▶ **Exercise brief**:
Provide the entries once more, identical in every word.

▶ **Record extracts**:
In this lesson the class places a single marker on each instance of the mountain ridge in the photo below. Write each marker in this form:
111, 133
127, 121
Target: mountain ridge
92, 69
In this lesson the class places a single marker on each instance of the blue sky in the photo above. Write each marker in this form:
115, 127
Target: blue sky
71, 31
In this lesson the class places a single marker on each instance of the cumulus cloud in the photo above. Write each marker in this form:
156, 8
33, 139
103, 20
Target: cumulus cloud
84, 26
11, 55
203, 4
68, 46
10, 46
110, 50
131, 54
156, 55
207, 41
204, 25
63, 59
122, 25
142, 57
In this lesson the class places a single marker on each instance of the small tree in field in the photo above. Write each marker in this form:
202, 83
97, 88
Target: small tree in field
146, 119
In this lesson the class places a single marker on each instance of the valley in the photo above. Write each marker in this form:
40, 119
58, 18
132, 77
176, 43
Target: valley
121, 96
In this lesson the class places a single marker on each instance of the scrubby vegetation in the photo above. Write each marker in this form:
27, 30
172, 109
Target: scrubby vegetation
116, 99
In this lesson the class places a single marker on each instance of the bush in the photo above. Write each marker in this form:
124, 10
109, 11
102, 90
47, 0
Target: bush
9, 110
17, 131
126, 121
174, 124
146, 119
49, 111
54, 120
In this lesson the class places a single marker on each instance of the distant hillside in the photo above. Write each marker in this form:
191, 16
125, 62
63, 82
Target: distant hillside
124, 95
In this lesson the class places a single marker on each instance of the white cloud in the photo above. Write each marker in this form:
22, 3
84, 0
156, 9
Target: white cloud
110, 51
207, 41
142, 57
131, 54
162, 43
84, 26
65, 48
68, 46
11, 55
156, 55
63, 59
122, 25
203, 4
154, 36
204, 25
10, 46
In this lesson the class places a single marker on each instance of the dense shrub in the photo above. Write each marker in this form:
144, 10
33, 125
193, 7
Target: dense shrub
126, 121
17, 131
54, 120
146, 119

▶ **Exercise result**:
In this lesson the class places a single marker on each instance of the mountain ridge in the photo below. Write each marker in this form:
111, 133
127, 121
Target: mountain ridge
92, 69
In this lesson the class places a single marker on each instance of the blue sky in the photo above. Write each marker in this form:
115, 127
Target: blue sky
71, 31
In this lesson the class places a single marker on each instance of the cumulus cloud in the photo above. Write each marker in this form:
156, 8
33, 139
103, 20
Target: cumulus cloud
84, 26
11, 55
203, 4
68, 46
10, 46
110, 50
131, 54
156, 55
207, 41
204, 25
63, 59
122, 25
142, 57
In this lesson the class places a single marker on each instance of the small tree in field in the photo above. Write each marker in this form:
202, 83
97, 88
Target: small tree in field
146, 119
In this lesson the class places a single marker on each instance of the valley in the photo above. Write each marker in this form:
40, 119
58, 18
132, 77
176, 43
Target: valley
121, 96
In this lesson the class places a single marker on each instance of the scrubby vegetation in the photo above. Write each marker in this form:
27, 30
172, 109
Target: scrubby vegetation
116, 99
In this lesson the class places a single marker on each instance of the bush in the photo above. Write each marker in this form:
124, 10
109, 11
102, 90
47, 0
Target: bush
9, 110
17, 131
126, 121
174, 124
146, 119
49, 111
54, 120
In this lesson the class places a single marker on each instance of the distant hillside in the photo above. Write each marker in this form:
191, 16
125, 62
63, 82
Target: distant hillside
124, 95
In this lesson the class places a single marker on each instance of the white cloud in the photo above. Write each marker in this form:
22, 3
84, 0
156, 9
Target: white cloud
110, 51
207, 41
142, 57
131, 54
162, 43
84, 26
65, 48
68, 46
11, 55
156, 55
63, 59
122, 25
203, 4
154, 36
204, 25
10, 46
In this lesson the class places a single marker on each instance of the dense shrub in the photo above. Write each marker in this form:
144, 10
33, 125
193, 7
Target: dense shrub
126, 121
17, 131
54, 120
146, 119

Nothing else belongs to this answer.